(Saved entries)
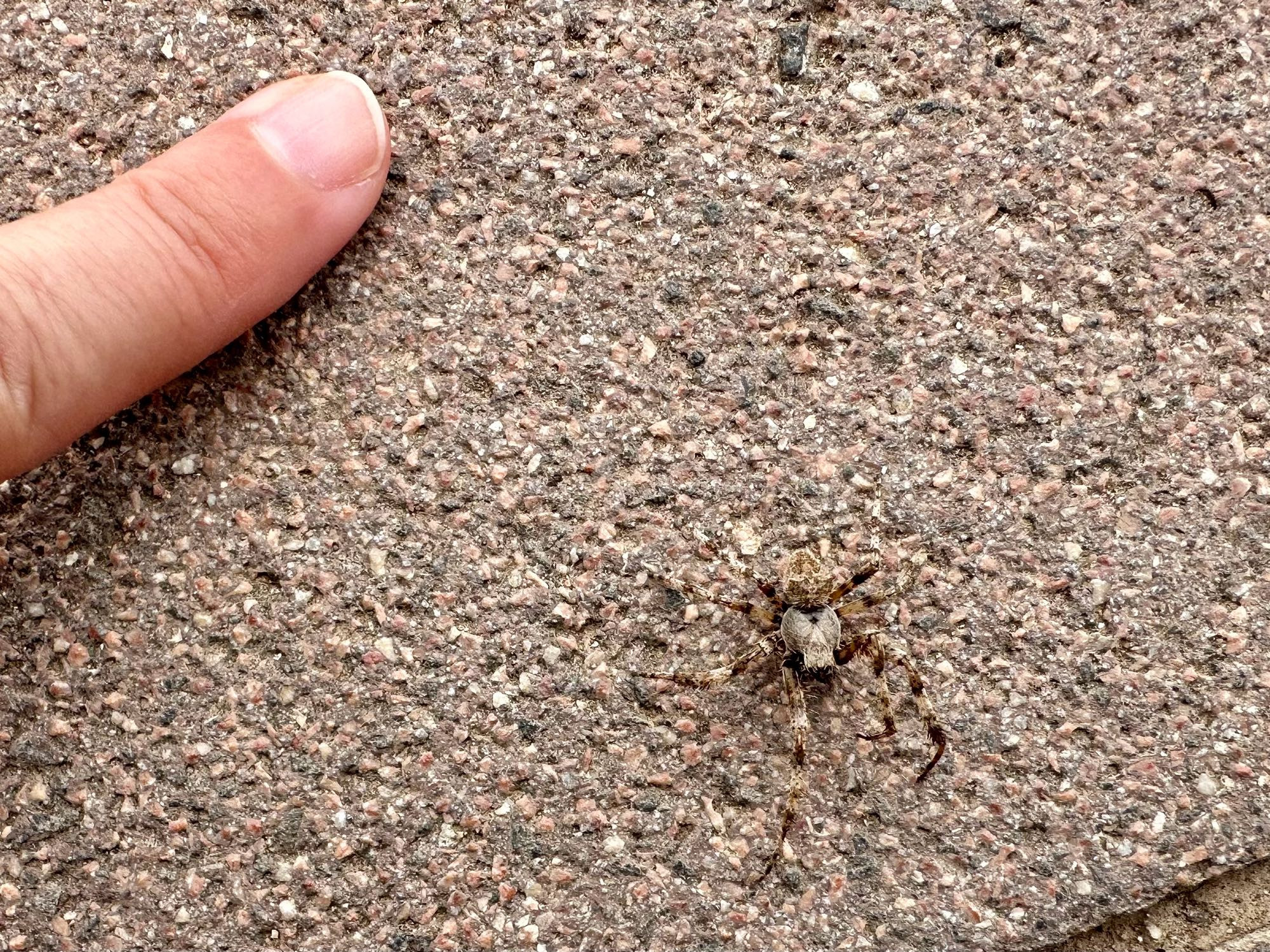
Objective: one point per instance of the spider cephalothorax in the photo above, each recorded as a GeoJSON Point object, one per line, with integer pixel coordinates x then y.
{"type": "Point", "coordinates": [803, 616]}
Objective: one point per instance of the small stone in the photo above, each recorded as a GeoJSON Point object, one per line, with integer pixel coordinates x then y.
{"type": "Point", "coordinates": [864, 92]}
{"type": "Point", "coordinates": [1196, 856]}
{"type": "Point", "coordinates": [1257, 408]}
{"type": "Point", "coordinates": [802, 360]}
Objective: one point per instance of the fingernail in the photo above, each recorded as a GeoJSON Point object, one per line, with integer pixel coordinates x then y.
{"type": "Point", "coordinates": [328, 129]}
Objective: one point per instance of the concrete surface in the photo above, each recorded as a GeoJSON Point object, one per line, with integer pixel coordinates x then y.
{"type": "Point", "coordinates": [323, 645]}
{"type": "Point", "coordinates": [1227, 915]}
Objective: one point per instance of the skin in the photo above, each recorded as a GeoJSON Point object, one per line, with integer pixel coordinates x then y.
{"type": "Point", "coordinates": [111, 295]}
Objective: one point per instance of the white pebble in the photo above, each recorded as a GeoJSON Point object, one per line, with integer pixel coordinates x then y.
{"type": "Point", "coordinates": [864, 92]}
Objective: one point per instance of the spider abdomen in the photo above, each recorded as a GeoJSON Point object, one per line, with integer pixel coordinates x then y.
{"type": "Point", "coordinates": [813, 634]}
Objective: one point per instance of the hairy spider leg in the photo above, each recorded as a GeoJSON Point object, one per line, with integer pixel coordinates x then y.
{"type": "Point", "coordinates": [798, 777]}
{"type": "Point", "coordinates": [872, 644]}
{"type": "Point", "coordinates": [934, 729]}
{"type": "Point", "coordinates": [765, 616]}
{"type": "Point", "coordinates": [877, 598]}
{"type": "Point", "coordinates": [718, 676]}
{"type": "Point", "coordinates": [864, 572]}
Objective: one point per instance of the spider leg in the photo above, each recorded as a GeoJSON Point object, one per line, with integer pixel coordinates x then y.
{"type": "Point", "coordinates": [868, 568]}
{"type": "Point", "coordinates": [872, 643]}
{"type": "Point", "coordinates": [934, 729]}
{"type": "Point", "coordinates": [686, 588]}
{"type": "Point", "coordinates": [877, 598]}
{"type": "Point", "coordinates": [718, 676]}
{"type": "Point", "coordinates": [798, 777]}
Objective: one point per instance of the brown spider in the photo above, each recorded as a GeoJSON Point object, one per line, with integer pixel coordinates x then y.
{"type": "Point", "coordinates": [807, 607]}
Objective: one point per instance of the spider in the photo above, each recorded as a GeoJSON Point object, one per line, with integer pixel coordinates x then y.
{"type": "Point", "coordinates": [803, 620]}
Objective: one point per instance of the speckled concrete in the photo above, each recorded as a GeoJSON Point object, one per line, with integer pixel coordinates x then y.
{"type": "Point", "coordinates": [323, 645]}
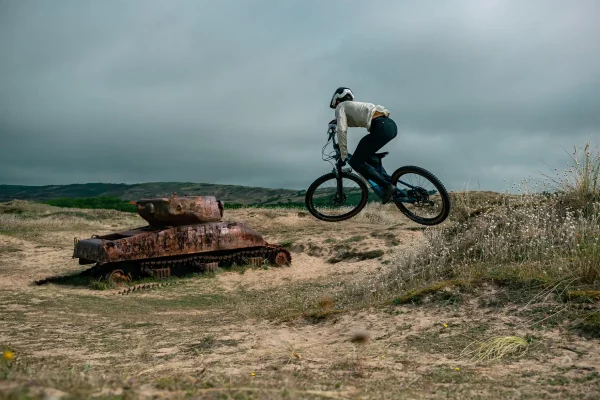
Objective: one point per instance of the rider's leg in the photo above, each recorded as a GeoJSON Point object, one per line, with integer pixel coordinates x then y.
{"type": "Point", "coordinates": [382, 131]}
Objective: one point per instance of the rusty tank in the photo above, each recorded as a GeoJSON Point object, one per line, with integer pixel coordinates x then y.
{"type": "Point", "coordinates": [185, 234]}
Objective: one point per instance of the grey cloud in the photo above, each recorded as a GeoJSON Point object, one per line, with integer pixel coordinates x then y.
{"type": "Point", "coordinates": [235, 92]}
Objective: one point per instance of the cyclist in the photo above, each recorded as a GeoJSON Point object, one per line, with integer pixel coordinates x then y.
{"type": "Point", "coordinates": [382, 129]}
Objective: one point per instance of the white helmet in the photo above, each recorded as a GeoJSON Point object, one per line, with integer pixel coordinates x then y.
{"type": "Point", "coordinates": [342, 94]}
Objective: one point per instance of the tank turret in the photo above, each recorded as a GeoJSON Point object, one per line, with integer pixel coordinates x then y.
{"type": "Point", "coordinates": [178, 211]}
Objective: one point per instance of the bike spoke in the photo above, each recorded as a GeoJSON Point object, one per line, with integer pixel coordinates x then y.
{"type": "Point", "coordinates": [327, 201]}
{"type": "Point", "coordinates": [424, 200]}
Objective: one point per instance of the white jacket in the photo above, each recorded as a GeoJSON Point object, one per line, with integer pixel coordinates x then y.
{"type": "Point", "coordinates": [351, 114]}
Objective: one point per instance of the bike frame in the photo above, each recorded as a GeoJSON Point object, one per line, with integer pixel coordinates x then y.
{"type": "Point", "coordinates": [338, 169]}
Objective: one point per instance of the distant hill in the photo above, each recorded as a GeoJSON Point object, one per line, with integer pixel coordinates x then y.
{"type": "Point", "coordinates": [227, 193]}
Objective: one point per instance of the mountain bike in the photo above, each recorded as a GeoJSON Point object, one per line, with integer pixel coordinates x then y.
{"type": "Point", "coordinates": [341, 194]}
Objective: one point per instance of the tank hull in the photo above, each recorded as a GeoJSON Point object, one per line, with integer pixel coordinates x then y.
{"type": "Point", "coordinates": [151, 242]}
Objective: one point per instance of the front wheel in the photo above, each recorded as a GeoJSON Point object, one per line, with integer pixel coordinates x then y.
{"type": "Point", "coordinates": [423, 197]}
{"type": "Point", "coordinates": [328, 202]}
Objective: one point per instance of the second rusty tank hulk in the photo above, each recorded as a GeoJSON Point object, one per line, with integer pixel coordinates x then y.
{"type": "Point", "coordinates": [185, 234]}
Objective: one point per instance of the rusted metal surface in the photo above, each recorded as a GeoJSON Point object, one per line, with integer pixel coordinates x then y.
{"type": "Point", "coordinates": [148, 242]}
{"type": "Point", "coordinates": [161, 273]}
{"type": "Point", "coordinates": [281, 258]}
{"type": "Point", "coordinates": [177, 211]}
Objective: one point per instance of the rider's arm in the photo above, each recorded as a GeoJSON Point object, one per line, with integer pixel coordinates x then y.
{"type": "Point", "coordinates": [342, 130]}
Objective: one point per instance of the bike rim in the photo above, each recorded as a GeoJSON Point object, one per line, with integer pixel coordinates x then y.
{"type": "Point", "coordinates": [327, 203]}
{"type": "Point", "coordinates": [421, 202]}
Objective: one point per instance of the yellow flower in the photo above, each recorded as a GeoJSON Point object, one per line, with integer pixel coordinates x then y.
{"type": "Point", "coordinates": [8, 355]}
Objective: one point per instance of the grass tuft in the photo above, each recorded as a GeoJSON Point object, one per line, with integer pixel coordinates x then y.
{"type": "Point", "coordinates": [496, 348]}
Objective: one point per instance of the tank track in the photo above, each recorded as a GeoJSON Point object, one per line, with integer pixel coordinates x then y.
{"type": "Point", "coordinates": [197, 262]}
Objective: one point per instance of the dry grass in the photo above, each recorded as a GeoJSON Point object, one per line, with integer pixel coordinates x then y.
{"type": "Point", "coordinates": [496, 348]}
{"type": "Point", "coordinates": [320, 330]}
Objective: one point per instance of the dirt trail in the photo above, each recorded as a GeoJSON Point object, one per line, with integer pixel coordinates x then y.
{"type": "Point", "coordinates": [163, 339]}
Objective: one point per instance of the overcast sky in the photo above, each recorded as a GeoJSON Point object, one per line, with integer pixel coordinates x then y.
{"type": "Point", "coordinates": [237, 91]}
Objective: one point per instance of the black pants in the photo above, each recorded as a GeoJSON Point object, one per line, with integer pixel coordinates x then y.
{"type": "Point", "coordinates": [383, 130]}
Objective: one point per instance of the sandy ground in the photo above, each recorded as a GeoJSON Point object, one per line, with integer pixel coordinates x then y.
{"type": "Point", "coordinates": [225, 335]}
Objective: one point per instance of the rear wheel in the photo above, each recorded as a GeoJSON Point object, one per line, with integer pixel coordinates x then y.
{"type": "Point", "coordinates": [427, 202]}
{"type": "Point", "coordinates": [325, 202]}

= Work to be completed =
Copy exactly the line containing "Objective: one point per instance of the overcast" and every line after it, ending with the last line of the records above.

= Response box =
Objective: one point per instance of the overcast sky in the photo above, each recorded as a GeoJSON Point object, one per line, with integer pixel coordinates x then y.
{"type": "Point", "coordinates": [237, 91]}
Objective: one point per instance of the black pants in the photo above, each recorded as a GeoJSON Point object, one per line, with integer pixel coordinates x then y.
{"type": "Point", "coordinates": [383, 130]}
Objective: one point per instance of the sandy ground in the photo above, each recorded as a GeoJSON Point object, one per line, with integer pixel coordinates x then y.
{"type": "Point", "coordinates": [225, 335]}
Objective: one point per instance of the rear wheel in the photo above, each recorded as a GeoJSON Point object, one per line, with integer pixel coordinates x then y.
{"type": "Point", "coordinates": [427, 202]}
{"type": "Point", "coordinates": [325, 202]}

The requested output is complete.